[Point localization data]
|---|

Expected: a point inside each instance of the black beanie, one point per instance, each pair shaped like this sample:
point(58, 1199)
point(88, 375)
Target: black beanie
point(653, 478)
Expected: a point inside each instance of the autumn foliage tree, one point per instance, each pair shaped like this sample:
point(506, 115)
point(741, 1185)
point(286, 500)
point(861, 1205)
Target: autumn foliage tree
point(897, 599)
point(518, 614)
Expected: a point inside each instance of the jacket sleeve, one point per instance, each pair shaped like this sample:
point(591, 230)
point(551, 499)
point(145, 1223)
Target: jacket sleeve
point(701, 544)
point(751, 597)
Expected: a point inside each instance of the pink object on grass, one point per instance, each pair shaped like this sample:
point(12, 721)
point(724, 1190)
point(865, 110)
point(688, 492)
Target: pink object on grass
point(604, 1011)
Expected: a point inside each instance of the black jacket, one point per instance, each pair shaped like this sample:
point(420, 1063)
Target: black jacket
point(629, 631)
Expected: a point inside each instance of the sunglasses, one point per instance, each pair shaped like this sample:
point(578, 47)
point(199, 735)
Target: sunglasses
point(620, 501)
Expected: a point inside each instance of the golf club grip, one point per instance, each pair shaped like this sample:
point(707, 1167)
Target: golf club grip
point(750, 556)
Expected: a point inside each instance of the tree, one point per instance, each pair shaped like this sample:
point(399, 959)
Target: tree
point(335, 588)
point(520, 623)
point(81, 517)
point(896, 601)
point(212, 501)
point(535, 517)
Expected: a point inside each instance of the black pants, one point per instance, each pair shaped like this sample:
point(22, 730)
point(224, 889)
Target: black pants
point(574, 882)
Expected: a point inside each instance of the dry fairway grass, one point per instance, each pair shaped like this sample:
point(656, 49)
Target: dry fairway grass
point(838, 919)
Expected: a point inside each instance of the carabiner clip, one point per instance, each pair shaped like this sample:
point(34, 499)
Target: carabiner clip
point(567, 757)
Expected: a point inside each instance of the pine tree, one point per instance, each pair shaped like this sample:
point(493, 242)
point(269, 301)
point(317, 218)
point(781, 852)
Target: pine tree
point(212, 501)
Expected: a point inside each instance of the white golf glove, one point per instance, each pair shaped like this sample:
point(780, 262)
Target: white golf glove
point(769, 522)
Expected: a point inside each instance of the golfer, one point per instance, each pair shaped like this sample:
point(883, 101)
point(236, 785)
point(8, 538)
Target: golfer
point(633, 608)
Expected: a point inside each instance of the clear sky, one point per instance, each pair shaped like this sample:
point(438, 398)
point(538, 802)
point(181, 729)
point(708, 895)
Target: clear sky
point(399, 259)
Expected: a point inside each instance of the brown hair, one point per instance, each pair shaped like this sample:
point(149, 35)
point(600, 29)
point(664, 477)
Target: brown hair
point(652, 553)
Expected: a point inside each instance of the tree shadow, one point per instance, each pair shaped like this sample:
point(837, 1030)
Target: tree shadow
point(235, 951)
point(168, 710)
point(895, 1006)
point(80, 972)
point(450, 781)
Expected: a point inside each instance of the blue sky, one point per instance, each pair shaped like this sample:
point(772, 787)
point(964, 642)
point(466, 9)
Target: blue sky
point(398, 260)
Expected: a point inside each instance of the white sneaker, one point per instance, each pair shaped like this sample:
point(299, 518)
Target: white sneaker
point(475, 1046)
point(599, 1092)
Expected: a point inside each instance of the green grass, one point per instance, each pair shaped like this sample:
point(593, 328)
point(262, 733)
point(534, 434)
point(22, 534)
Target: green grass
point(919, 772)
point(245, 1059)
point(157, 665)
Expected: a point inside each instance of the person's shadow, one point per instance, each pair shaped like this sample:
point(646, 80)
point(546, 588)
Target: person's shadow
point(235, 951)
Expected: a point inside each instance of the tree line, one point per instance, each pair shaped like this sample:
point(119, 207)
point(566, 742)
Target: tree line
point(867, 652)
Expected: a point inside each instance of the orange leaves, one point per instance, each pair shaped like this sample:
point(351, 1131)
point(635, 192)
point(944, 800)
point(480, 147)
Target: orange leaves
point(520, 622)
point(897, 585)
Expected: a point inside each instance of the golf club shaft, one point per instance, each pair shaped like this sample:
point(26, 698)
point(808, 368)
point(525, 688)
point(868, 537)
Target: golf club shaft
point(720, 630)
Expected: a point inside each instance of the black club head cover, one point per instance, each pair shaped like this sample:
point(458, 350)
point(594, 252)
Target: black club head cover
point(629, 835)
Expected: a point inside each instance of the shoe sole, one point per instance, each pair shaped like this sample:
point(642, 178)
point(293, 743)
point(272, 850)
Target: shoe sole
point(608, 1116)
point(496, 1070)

|---|

[About this task]:
An exact copy of the lines above, from the one containing "point(8, 538)" through the one containing "point(837, 1030)", is the whole of the answer.

[Task solution]:
point(8, 538)
Target: golfer
point(633, 608)
Expected: a point inside each instance of the clear sky, one point per instance, each pair shaped like this sample:
point(438, 398)
point(538, 802)
point(181, 729)
point(708, 895)
Target: clear sky
point(399, 259)
Expected: a point inside each instance of the brown hair, one point per instance, each pair shaped like this sample:
point(149, 35)
point(600, 29)
point(664, 477)
Target: brown hair
point(652, 553)
Expected: a point inside each instance of the tree shadow, one point per instance, each pair shaped like this sample:
point(837, 1030)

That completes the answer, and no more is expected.